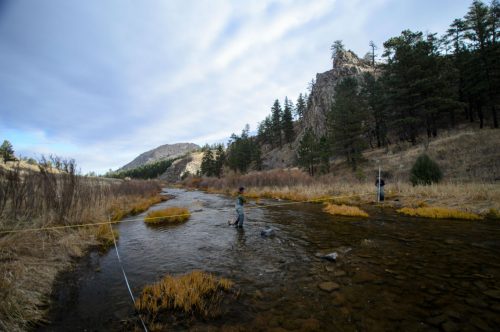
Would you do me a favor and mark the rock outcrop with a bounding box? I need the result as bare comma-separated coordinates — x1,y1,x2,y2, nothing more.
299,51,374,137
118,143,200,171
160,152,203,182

+++++

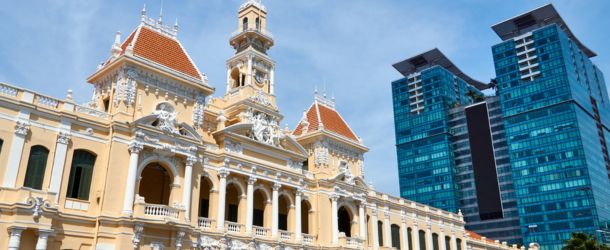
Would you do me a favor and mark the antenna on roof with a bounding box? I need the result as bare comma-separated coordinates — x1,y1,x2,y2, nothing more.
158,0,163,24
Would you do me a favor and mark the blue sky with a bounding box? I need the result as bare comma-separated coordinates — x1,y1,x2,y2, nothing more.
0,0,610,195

+++++

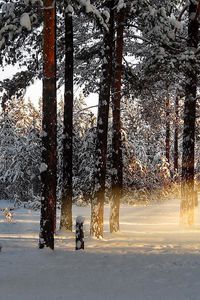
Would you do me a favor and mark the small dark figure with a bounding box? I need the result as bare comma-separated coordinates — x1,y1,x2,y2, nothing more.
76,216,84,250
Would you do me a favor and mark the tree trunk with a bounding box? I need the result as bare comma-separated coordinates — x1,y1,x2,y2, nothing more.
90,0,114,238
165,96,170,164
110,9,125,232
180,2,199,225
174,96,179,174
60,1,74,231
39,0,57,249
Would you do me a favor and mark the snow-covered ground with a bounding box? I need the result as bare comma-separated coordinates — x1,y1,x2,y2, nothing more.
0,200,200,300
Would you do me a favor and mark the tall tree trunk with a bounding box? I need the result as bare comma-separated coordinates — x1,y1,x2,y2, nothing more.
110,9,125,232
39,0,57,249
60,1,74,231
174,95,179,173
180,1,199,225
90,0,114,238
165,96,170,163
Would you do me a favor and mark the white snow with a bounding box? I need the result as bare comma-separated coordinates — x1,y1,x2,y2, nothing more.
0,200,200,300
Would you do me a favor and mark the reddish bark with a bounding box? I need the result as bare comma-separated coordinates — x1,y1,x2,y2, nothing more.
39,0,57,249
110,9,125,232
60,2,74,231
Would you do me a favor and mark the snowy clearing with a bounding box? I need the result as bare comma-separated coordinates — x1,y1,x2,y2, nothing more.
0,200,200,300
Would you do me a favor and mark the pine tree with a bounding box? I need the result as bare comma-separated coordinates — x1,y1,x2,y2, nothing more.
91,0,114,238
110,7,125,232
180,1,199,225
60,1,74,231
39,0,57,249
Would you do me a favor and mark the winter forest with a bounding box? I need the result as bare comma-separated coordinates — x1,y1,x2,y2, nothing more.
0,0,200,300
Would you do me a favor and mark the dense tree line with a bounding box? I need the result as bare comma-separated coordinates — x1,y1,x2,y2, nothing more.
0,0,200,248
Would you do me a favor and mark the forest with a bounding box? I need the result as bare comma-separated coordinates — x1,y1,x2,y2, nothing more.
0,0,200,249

+++++

**Work required:** Copy out the lines of the data between the line holding "Would you do me a favor and mark the rock" and the line holding "160,152,203,182", inclusive, keeping every character as it stands.

**Written solution:**
Would you do me a favor and mark the rock outcrop with a bounding box? I need the result as bare comma-separated coordinates — x1,y1,x2,y2, nothing more.
299,51,374,137
118,143,200,171
160,152,203,182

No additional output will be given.